Document text ->
'''

GithubHelp home page GithubHelp logo

simple-cdc-demo's Introduction

🚨 CDC for Cassandra using Pulsar

The goal of this project is to create a super simple sandbox to try out CDC for Cassandra using Pulsar in a near real-time manner.

It consists of the following components:

1️⃣ About CDC

CDC for Cassandra used to be pretty complex to use until the release of the DataStax CDC implementation based on two components:

  1. The DataStax Change Agent for Cassandra
  2. The DataStax Cassandra Source Connector for Pulsar

DataStax Change Agent for Cassandra

The role of the Change Agent is to alert on changes on candidate tables and then publish these towards Pulsar.

DataStax Cassandra Source Connector

Then the role of the Cassandra Source Connector is to pick up on these topic, deduplicate them (as Cassandra typically runs in a distributed fashion) and the npush them on a new data topic to be consumed.

'''

To be done -> Extend the write-up on CDC for Cassandra with Pulsar, picking up right after its final sentence. The rows that follow have nothing to do with this.

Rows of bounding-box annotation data

'''

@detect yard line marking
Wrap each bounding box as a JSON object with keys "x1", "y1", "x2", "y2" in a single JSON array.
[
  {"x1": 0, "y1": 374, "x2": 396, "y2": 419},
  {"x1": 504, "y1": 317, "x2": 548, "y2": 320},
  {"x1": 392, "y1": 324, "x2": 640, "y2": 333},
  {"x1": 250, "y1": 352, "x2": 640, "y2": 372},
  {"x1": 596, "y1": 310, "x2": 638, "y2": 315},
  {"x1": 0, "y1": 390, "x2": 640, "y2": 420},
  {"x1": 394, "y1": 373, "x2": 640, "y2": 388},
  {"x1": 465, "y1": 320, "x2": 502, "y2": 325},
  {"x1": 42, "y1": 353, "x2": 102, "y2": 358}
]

'''
'''

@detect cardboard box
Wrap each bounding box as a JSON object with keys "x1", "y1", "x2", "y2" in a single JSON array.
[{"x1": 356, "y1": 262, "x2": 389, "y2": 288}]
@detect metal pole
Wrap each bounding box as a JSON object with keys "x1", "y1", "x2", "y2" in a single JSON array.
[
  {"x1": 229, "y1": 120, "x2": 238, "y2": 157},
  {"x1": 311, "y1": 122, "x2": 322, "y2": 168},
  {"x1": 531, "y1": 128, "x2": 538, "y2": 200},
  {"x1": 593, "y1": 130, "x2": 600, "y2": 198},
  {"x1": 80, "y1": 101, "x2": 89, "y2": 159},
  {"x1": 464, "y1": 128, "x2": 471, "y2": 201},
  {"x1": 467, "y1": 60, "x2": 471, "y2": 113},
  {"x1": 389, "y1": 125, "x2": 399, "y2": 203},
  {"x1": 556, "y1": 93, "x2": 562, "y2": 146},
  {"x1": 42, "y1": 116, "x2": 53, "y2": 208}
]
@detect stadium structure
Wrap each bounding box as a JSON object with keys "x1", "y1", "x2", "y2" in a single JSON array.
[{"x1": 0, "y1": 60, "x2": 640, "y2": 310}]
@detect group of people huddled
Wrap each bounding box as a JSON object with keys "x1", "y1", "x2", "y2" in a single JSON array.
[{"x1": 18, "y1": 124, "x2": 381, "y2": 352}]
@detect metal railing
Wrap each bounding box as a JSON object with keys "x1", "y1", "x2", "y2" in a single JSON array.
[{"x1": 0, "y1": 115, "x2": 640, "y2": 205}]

'''
'''

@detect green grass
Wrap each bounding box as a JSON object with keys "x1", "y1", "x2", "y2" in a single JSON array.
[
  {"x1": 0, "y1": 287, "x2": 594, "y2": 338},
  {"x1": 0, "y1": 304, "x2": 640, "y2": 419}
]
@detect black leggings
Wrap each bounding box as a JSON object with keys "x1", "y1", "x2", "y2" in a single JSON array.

'''

Exercise result ->
From here it is possible to send them to a sink for post processing. For instance to and Elastic Search instance or for purposes of Analytics, Machine Learning, etc.

2️⃣ Run the sandbox

First start the docker containers for this sandbox: Cassandra, Pulsar and the Pulsar Dashboard:

docker-compose up -d

What happens now is the following:

🅰️ Cassandra is started with CDC enabled and the Change Agent installed.

The Change Agent is configured using ./config/jvm-server.options where the following line is added to configure the Agent:

# Enable the CDC Java Agent
-javaagent:/etc/cassandra-source-agent/agent-c4-pulsar-1.0.1-all.jar=pulsarServiceUrl=pulsar://pulsar:6650

This allows the change agent (agent-c4-pulsar-1.0.1-all.jar) to send data to Pulsar (running on docker host pulsar and port 6650).

Additionally Cassandra is configured to enable CDC using ./config/cassandra.yaml:

# Enable / disable CDC functionality on a per-node basis. This modifies the logic used
# for write path allocation rejection (standard: never reject. cdc: reject Mutation
# containing a CDC-enabled table if at space limit in cdc_raw_directory).
cdc_enabled: true

🅱️ Pulsar is started and ready to receive data

3️⃣ Set up a data model in Cassandra

Make sure that Cassandra has been started completely:

docker logs cassandra | grep "Startup complete"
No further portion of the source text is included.